◆ INFORMATION ◆
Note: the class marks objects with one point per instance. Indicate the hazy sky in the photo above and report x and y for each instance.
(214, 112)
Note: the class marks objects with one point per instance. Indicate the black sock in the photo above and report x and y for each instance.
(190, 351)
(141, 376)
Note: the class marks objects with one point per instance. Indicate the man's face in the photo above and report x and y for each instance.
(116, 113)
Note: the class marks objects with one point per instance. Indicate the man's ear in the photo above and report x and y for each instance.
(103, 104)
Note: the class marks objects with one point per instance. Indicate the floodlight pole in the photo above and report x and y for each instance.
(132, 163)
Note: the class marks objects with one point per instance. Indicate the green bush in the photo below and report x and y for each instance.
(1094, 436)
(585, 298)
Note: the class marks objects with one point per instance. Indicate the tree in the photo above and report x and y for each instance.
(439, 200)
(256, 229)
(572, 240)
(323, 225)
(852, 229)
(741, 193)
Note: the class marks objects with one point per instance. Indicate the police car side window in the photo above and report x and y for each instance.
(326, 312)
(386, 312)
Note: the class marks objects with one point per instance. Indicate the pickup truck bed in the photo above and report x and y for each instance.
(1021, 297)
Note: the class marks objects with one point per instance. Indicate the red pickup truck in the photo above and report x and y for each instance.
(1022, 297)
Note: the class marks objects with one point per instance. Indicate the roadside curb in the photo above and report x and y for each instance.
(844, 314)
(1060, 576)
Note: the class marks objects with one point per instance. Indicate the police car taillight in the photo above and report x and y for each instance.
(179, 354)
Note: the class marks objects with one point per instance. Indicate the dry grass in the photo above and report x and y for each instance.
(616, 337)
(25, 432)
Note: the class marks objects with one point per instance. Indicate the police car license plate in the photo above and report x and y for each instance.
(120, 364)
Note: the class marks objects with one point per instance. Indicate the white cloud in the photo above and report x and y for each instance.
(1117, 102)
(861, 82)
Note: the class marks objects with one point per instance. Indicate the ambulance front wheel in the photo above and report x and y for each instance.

◆ DESCRIPTION OF THE TASK ◆
Transcribe all the data word for word, as it appears above.

◆ OUTPUT FOR THIS EXERCISE ◆
Note: the class marks objects with one point per instance. Indicate the hazy sky in the photo above and report x and y for each instance.
(214, 112)
Note: the class marks objects with one point per instance. Indicate the black sock in the photo above and report x and y for each instance.
(190, 351)
(141, 376)
Note: the class marks objects with one point per instance. Indicate the man's face in the photo above and report x and y for each instance.
(116, 113)
Note: the class marks objects with one point per instance. Indicate the man's ear in the photo above and report x and y for each instance.
(103, 104)
Note: the class marks objects with one point per instance. Indicate the floodlight pole in the photo above and report x and y for each instance.
(132, 163)
Note: the class marks objects with one point per instance. Indicate the green bush in the photo below and report x and y for each instance.
(1094, 436)
(585, 298)
Note: the class marks objects with one point per instance. Indicate the tree in the photo above and report x and y for each instance.
(439, 200)
(256, 229)
(572, 240)
(323, 225)
(852, 229)
(741, 193)
Note: the class marks objects with one point per instance. Indicate the police car side window in the photo above and report x and y for each instance.
(326, 312)
(386, 312)
Note: the class marks objects with one point per instance. Indicate the pickup truck bed in the photo above and report x and y for each instance.
(1021, 297)
Note: the class marks objects with one point per instance. Indicate the red pickup truck in the photo above and report x and y for each instance.
(1022, 297)
Note: the class marks objects with one point per instance. Indicate the roadside curb in the photo above and report x and y for each instance.
(844, 314)
(1060, 576)
Note: the class marks objects with one point per instance. Indicate the police car taillight in the photo above and report x and y for each instance.
(179, 354)
Note: the class marks objects with one point per instance. Indicate the dry grass in the photo above and report x and y for each instance.
(616, 337)
(25, 432)
Note: the class marks objects with one point per instance. Indicate the police car license plate in the photo above and report x and y for each instance.
(120, 364)
Note: the class marks objects with one point per instance. Indicate the white cloud in the photo above and report x and y for each instance.
(1117, 102)
(861, 82)
Note: the class marks objects with one point per instance. Indicate the ambulance front wheel in the photo above and report x and y for each instance.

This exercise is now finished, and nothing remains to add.